**The problem:** Write out the listing again, beginning at its first line and stopping after the line that has "[(210, 123)]", with the requests included. Add 98 to every coordinate value in the answers, and leave the requests and their sample coordinates unchanged.

**Lines of data:**
_ _ _ _

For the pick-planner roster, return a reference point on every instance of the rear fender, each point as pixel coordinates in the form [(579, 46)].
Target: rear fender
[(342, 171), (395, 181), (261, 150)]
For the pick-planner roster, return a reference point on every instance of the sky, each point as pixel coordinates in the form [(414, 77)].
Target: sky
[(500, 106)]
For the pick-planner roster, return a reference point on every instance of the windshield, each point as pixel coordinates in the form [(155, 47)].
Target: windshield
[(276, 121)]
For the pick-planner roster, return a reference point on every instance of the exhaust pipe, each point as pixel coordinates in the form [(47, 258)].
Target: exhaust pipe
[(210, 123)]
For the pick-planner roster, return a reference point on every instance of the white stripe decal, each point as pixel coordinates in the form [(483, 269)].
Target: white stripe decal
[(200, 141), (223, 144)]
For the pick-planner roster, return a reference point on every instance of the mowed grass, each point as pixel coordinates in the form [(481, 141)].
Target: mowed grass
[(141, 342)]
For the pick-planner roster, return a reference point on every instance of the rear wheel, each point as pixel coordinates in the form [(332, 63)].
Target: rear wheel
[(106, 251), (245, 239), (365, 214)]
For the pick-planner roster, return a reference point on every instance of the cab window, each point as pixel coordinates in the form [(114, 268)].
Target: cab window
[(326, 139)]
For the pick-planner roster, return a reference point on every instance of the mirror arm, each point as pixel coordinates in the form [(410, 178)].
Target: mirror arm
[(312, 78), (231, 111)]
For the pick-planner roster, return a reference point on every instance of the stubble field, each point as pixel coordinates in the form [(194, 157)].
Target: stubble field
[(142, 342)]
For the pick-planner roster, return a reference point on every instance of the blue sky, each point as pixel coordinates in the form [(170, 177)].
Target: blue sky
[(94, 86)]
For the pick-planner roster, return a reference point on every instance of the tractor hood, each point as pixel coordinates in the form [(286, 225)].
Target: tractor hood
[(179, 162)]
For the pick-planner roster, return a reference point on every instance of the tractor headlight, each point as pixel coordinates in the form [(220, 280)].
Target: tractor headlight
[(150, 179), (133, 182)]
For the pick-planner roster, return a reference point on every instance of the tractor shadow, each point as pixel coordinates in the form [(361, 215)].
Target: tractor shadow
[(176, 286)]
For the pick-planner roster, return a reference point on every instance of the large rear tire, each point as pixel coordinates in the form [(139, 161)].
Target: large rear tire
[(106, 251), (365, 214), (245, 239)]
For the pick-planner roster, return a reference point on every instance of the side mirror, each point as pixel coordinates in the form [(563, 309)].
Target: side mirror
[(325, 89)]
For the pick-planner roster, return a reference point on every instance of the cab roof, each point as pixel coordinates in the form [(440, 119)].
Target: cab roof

_ _ _ _

**Answer to this problem:**
For the pick-planner roster, return a reference point on every instance of the rear fender, each point as pixel coordinates in the form [(579, 46)].
Target: rear fender
[(440, 269), (493, 279), (359, 248)]
For the pick-planner roster, return a reference point on every instance of the sky, each point as pixel coordinates in the form [(414, 77)].
Target: sky
[(598, 204)]
For the pick-planner roster, return a reference point on every instance of the windshield, each point as pixel coordinates in the form [(155, 47)].
Target: windshield
[(374, 219)]
For the pick-planner roster, return a reference point on every instance of the exhaust pipe, each point as pixel coordinates in the form [(47, 258)].
Target: exhaust pipe
[(308, 221)]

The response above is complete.